▸ Exercise tasks
• 1. Give the three purposes the passage on SSH key derivation assigns to the keys used by the client or server.
• 2. According to the passage on SSH key derivation, how many keys do the client and the servers compute from key K?
• 3. Write out the passage on SSH key derivation between "It is common" and "has itself encrypted.", inclusive.

▸ Reading passage
Thanks to the Diffie Hellman key exchange, the client and the servers share key \(K\). A naive implementation would probably directly use this key for all the cryptographic algorithms that have been negotiated for this session. Like most security protocols, ssh does not directly use key \(K\). Instead, it uses the negotiated hash function with different parameters [fsshkeys] to allow the client and the servers to compute six keys from \(K\) :

  • a key used by the client (resp. server) to encrypt the data that it sends
  • a key used by the client (resp. server) to authenticate the data that is sends
  • a key used by the client (resp. server) to initialise the negotiated encryption scheme (if required by this scheme)

It is common practice among designers of security protocols to never use the same key for different purposes. For example, allowing the client and the server to use the same key to encrypt data could enable an attacker to launch a replay attack by resending to the client data that it has itself encrypted.

Point placement records:
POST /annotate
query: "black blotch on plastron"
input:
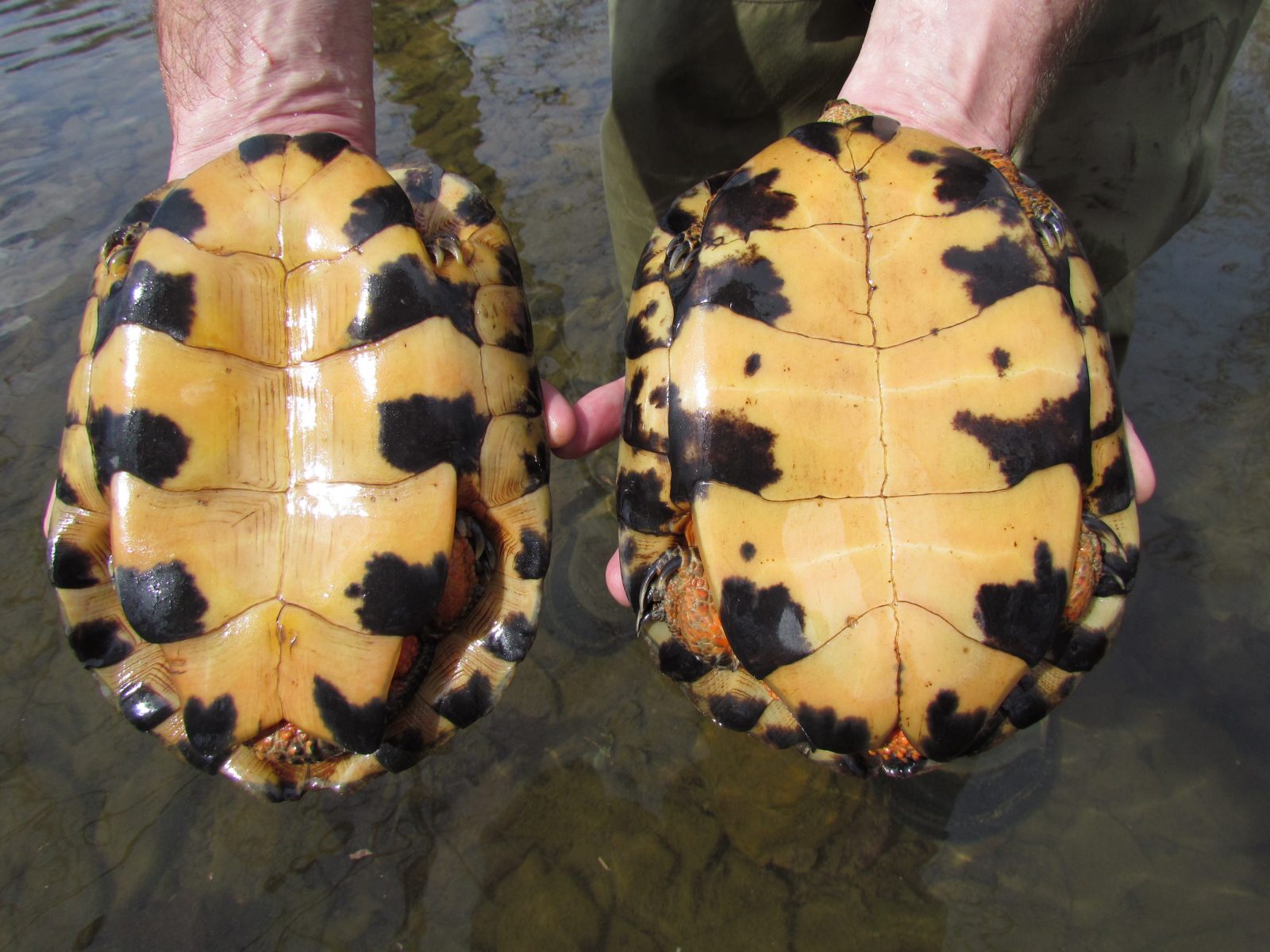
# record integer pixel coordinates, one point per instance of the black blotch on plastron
(880, 127)
(1115, 486)
(359, 727)
(965, 182)
(520, 336)
(641, 505)
(722, 447)
(638, 342)
(399, 597)
(1081, 651)
(1057, 432)
(210, 727)
(510, 266)
(144, 708)
(181, 213)
(64, 490)
(163, 603)
(995, 272)
(736, 714)
(635, 431)
(99, 643)
(819, 136)
(70, 566)
(634, 574)
(827, 731)
(531, 562)
(764, 626)
(1026, 704)
(475, 209)
(949, 731)
(537, 467)
(404, 292)
(149, 446)
(511, 639)
(152, 298)
(679, 663)
(1022, 619)
(321, 146)
(746, 285)
(419, 432)
(423, 184)
(469, 704)
(253, 150)
(376, 209)
(1111, 422)
(749, 203)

▸ Exercise solutions
• 1.
- Encrypting the data it sends
- Authenticating the data it sends
- Initializing the negotiated encryption scheme, if that scheme requires it

• 2. Six keys.

• 3.
It is common practice among designers of security protocols to never use the same key for different purposes. For example, allowing the client and the server to use the same key to encrypt data could enable an attacker to launch a replay attack by resending to the client data that it has itself encrypted.